• _本文_:
######
21 November

くらちゃん、安らかに……

この日の昼過ぎから、くらちゃんは嘔吐を繰り返すようになってきた。
くちばしの端や、鼻孔から流動食が噴出するようになり、
そのたんびにテッシュをこよりにして吸いとった。
最初の内はくらちゃんは抵抗していたけれど、
だんだんと手の中でぐったり眠るようになってきた。

もう、くらちゃんは今日あたりダメかもしれない。

長年小鳥を飼ってきた経験からそう思った。
それでも、くらちゃんは食欲旺盛だった。
最後まで食べたがっていた。

お迎えしてから、ほとんどくらちゃんに触れないまま、
絶対安静の3週間だった。
なんとかして「くらちゃん大好き」という気持ちを伝えたい、
独りで逝かせたくない、という人間のわがままな思いから
私はくらちゃんを手の中でだっこした。
くらちゃんは、いままで看取ったどの小鳥よりも軽かった。
######
(画像ボックス注釈エントリ)
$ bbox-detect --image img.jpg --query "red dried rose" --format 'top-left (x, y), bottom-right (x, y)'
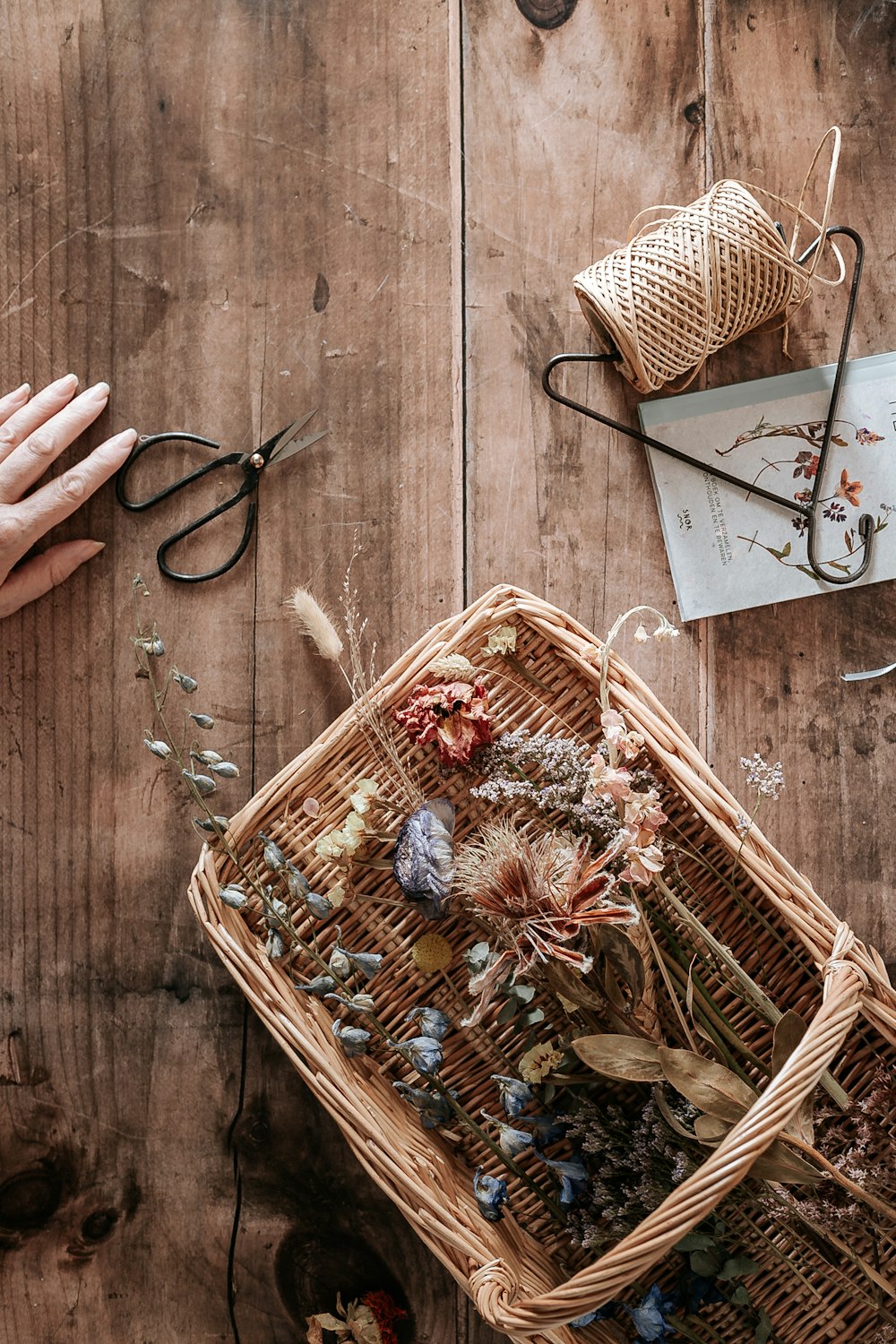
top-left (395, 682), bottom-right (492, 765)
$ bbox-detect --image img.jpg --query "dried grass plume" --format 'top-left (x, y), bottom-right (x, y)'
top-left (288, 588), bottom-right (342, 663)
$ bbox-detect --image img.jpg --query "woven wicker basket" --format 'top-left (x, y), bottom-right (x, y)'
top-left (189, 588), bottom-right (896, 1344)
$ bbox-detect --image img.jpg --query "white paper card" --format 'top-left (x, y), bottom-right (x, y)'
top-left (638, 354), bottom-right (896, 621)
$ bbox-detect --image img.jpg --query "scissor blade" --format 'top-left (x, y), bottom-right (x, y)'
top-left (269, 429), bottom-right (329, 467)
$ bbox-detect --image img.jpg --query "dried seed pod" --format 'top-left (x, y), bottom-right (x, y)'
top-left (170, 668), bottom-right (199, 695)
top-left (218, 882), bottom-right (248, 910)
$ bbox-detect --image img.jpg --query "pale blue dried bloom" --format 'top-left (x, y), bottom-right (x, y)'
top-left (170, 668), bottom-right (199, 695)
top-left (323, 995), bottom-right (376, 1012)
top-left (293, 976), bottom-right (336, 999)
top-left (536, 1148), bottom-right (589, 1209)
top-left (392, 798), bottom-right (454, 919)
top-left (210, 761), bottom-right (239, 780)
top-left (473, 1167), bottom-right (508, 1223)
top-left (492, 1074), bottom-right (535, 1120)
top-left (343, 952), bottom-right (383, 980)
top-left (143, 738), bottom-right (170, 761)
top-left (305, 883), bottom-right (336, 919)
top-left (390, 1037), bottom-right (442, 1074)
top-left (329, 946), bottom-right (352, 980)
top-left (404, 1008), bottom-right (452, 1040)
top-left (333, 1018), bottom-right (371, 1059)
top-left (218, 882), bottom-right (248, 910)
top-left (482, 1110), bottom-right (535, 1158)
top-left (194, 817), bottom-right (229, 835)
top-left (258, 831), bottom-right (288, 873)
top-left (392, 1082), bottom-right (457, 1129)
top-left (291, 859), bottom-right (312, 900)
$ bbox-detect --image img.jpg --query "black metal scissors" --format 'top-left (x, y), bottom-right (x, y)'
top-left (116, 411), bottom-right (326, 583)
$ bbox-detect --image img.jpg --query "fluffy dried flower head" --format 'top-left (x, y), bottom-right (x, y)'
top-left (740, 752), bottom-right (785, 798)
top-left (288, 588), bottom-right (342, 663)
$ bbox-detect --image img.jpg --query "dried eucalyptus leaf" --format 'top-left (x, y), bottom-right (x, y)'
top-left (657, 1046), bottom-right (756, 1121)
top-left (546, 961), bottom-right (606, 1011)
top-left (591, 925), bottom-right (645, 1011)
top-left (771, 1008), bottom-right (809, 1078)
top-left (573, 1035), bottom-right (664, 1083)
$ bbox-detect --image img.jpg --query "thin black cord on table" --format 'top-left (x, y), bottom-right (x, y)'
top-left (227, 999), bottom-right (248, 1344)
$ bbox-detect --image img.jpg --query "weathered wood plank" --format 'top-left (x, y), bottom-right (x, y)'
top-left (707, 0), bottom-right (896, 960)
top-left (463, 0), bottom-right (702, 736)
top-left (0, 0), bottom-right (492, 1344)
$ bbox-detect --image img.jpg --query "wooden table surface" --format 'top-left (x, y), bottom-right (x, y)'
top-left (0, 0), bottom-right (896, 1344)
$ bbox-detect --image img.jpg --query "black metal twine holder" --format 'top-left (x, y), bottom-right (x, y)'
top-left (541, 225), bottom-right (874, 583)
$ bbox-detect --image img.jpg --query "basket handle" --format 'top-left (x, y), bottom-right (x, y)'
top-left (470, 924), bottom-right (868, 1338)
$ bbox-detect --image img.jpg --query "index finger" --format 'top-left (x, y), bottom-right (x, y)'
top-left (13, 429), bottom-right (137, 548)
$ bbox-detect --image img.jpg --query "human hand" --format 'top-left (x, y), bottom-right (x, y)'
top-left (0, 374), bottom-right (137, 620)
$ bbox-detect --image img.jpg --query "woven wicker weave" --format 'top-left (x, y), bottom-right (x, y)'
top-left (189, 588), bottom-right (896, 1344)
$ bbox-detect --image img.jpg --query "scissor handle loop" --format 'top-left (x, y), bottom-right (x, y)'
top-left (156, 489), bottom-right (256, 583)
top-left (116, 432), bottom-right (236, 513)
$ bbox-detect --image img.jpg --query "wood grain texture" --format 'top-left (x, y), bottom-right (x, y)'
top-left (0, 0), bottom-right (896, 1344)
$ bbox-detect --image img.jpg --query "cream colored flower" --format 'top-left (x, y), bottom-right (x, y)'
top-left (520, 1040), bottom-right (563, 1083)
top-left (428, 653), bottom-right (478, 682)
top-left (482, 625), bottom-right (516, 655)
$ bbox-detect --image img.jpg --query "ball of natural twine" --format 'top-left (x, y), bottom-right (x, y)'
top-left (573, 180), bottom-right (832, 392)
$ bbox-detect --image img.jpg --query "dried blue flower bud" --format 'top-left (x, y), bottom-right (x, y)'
######
• _指示事項_:
**A)** 本文について次の問いに答えよ。
(i) くらちゃんが嘔吐を繰り返すようになったのは、この日のいつ頃からか。
(ii) くちばしの端や鼻孔から噴出した流動食は、何を使って吸いとったか。
(iii) お迎えしてから絶対安静の期間はどれだけ続いたか。
**B)** 本文の内容を2文で要約せよ。
**C)** 本文のうち、「最初の内はくらちゃんは抵抗していたけれど、」から「私はくらちゃんを手の中でだっこした。」までの部分をすべて一字一句そのまま抜き出せ。

• _解答例_:
**A)**
(i) 昼過ぎから。
(ii) テッシュをこよりにしたもの。
(iii) 3週間。

**B)** 昼過ぎから嘔吐を繰り返すようになったくらちゃんを見て、書き手は長年小鳥を飼ってきた経験から今日あたりダメかもしれないと思ったが、くらちゃんは最後まで食べたがっていた。お迎え以来ほとんど触れないまま絶対安静の3週間を過ごしてきた書き手は、独りで逝かせたくないという思いからくらちゃんを手の中でだっこし、その体はいままで看取ったどの小鳥よりも軽かった。

**C)**
最初の内はくらちゃんは抵抗していたけれど、
だんだんと手の中でぐったり眠るようになってきた。

もう、くらちゃんは今日あたりダメかもしれない。

長年小鳥を飼ってきた経験からそう思った。
それでも、くらちゃんは食欲旺盛だった。
最後まで食べたがっていた。

お迎えしてから、ほとんどくらちゃんに触れないまま、
絶対安静の3週間だった。
なんとかして「くらちゃん大好き」という気持ちを伝えたい、
独りで逝かせたくない、という人間のわがままな思いから
私はくらちゃんを手の中でだっこした。